Strum left BadAxe in the summer of 1979 when he was offered the opportunity to audition for Ozzy Osbourne and become his new bass player. Osbourne was looking to form a new band following his split from Black Sabbath. Strum is credited with introducing Randy Rhoads to Osbourne at that time.

1981–1983: Modern Design 
In the early 1980s, Strum joined the group Modern Design, which consisted of Ron Mancuso on guitar, Louie Merlino on vocals, and Joey DePompeis on drums. According to Mancuso in an interview from 2010, the band had significant interest from well-known producers and engineers. Modern Design began working with Pasha Records, a label that at the time was releasing records for The Beach Boys and Vanilla Fudge, among others. Despite being close to securing a record deal with multiple labels, it ultimately fell through.

In January 1983, while still a member of Modern Design, Strum held auditions for Ozzy Osbourne, who was searching for a replacement guitar player following the death of Randy Rhoads in a plane crash in March 1982. Jake E. Lee, lead guitarist for the band Rough Cutt, was ultimately chosen for the position, beating out George Lynch, the former guitar player for Xciter and The Boyz.

1983–1985: Danny Spanos 
While working at Pasha Records, Dana Strum along with other members of Modern Design joined forces with Danny Spanos, a former drummer known for his distinctive vocals, who was also recording at the studio. In late November 1983, they opened for Cheap Trick in Kiel Opera House, St. Louis, MO, and the performance was recorded live for the RKO Radio Network. The band's album Looks Like Trouble was produced by Spencer Proffer and released in 1984. Strum also contributed to the album as a writer on the tracks "Good Girl" and "Looks Like Trouble".

1985–1988: Vinnie Vincent Invasion 
In 1985, Strum joined former Kiss guitarist Vinnie Vincent to form Vinnie Vincent Invasion. Robert Fleishman, the ex-vocalist for Journey, was hired as their lead singer. Over the next few months, the band went through a process of auditioning drummers until the Houston-born Bobby Rock joined the band in October 1985. Vinnie Vincent Invasion signed an eight album deal with Chrysalis Records.

After releasing their self-titled debut album in 1986, Fleischman left the group. Mark Slaughter, who Strum met while producing Sin, was brought in as the Vinnie Vincent Invasion new lead vocalist. The video "Boys Are Gonna Rock", directed by Jeff Stein, was produced featuring Mark Slaughter as the singer over Fleischman's vocal track. The video received heavy rotation on MTV. At that time, the band's look was entirely over the top glam. Strum spent the next months touring North America with Vinnie Vincent Invasion, opening for acts such as Alice Cooper and Iron Maiden.

All Systems Go, the Vinnie Vincent Invasion's second LP for Chrysalis, was recorded at Cherokee Studios. Strum played a key role as co-producer, arranger, and engineer while recording the band's albums. Bobby Rock stated in an interview that Strum played a producer role to Vinnie Vincent, offering suggestions and direction while tracking solos, and being "an extraordinary engineer when it came to "punching in."

All Systems Go, released in May 1988, had a more accessible hard rock sound than their debut album  and the band went on a headlining club tour with a few theaters included. The music video for "That Time of Year" became an MTV hit. In August, the band put out "Love Kills", the title song for the movie A Nightmare on Elm Street 4: The Dream Master. The single was also released as a music video.

DATA SHOWN.
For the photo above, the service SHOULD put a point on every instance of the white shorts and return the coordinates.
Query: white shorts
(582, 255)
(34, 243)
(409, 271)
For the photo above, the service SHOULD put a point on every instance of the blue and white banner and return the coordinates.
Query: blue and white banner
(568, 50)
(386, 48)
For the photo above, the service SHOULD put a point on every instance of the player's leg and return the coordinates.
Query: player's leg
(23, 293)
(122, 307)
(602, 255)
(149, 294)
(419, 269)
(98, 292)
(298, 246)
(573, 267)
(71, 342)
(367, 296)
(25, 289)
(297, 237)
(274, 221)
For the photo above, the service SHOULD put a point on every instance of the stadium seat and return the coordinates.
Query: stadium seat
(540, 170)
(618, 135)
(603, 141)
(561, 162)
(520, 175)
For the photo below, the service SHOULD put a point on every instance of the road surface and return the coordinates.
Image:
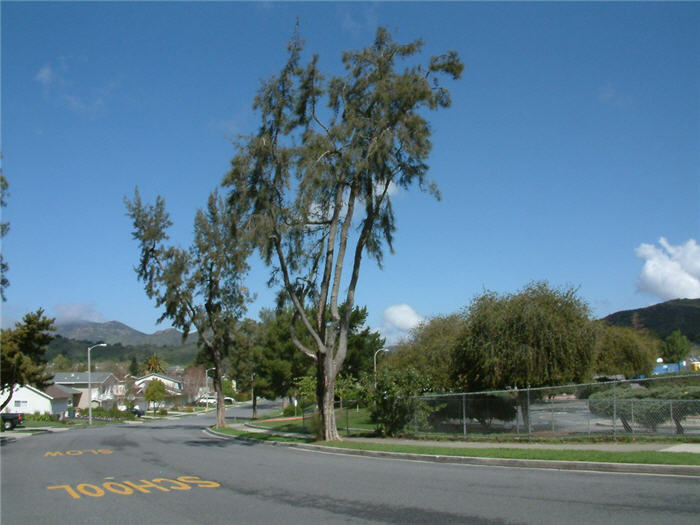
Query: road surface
(171, 472)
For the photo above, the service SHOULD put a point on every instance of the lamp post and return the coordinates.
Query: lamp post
(206, 375)
(90, 382)
(375, 364)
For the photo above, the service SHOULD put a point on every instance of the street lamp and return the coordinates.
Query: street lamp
(90, 382)
(375, 364)
(206, 375)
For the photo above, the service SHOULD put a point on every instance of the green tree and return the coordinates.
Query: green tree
(540, 336)
(308, 183)
(626, 351)
(394, 402)
(675, 348)
(134, 368)
(155, 393)
(201, 287)
(429, 350)
(22, 350)
(154, 365)
(4, 228)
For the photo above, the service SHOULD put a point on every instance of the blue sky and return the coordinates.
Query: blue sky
(570, 153)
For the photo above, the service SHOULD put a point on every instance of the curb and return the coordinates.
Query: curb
(619, 468)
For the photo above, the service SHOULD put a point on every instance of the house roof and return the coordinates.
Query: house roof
(60, 392)
(70, 378)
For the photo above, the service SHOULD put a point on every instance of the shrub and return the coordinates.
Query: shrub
(393, 403)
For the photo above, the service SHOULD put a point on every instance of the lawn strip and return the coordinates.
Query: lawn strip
(596, 456)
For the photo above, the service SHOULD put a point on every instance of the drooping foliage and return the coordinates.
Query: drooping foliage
(540, 336)
(318, 175)
(22, 350)
(202, 287)
(429, 349)
(625, 351)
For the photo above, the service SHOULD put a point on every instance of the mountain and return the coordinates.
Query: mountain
(114, 332)
(663, 318)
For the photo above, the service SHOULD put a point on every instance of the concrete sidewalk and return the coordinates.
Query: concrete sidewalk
(628, 468)
(608, 447)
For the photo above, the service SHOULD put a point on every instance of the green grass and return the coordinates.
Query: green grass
(358, 423)
(261, 437)
(597, 456)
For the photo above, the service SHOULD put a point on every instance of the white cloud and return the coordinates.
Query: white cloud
(670, 272)
(358, 20)
(397, 321)
(72, 312)
(45, 75)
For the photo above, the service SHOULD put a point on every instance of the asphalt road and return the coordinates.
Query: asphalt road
(171, 472)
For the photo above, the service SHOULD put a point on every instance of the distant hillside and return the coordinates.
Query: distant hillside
(663, 318)
(76, 351)
(115, 332)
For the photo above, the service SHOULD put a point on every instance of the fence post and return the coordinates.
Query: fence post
(529, 414)
(552, 403)
(632, 414)
(614, 412)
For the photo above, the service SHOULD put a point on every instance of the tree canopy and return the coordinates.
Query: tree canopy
(23, 349)
(202, 287)
(428, 350)
(626, 351)
(675, 347)
(317, 178)
(540, 336)
(4, 228)
(155, 392)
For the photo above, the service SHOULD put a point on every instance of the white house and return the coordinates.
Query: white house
(173, 388)
(54, 399)
(102, 384)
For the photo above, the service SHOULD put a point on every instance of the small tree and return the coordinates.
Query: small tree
(134, 368)
(429, 350)
(676, 347)
(154, 365)
(22, 354)
(393, 404)
(624, 350)
(201, 287)
(155, 393)
(540, 336)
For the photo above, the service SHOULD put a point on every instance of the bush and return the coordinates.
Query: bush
(393, 403)
(291, 411)
(36, 416)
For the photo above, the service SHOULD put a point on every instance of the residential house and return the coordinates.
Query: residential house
(103, 386)
(173, 387)
(54, 399)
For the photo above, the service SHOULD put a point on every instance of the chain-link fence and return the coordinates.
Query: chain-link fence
(664, 405)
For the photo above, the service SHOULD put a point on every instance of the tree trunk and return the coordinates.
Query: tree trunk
(325, 393)
(524, 407)
(220, 405)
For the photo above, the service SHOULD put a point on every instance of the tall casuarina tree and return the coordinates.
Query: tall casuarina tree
(317, 177)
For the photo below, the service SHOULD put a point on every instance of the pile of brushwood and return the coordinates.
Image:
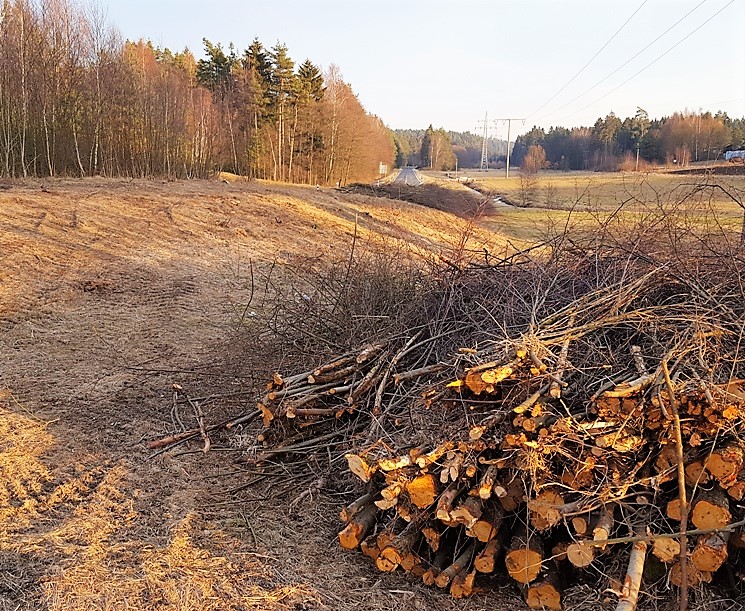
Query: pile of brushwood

WHAT THE TASK ASKS.
Answer these from the passage on Dana Strum's career:
(a) Which band did Strum leave in the summer of 1979?
(b) Who produced the album Looks Like Trouble?
(c) At which studio was All Systems Go recorded?

EXERCISE ANSWER.
(a) BadAxe
(b) Spencer Proffer
(c) Cherokee Studios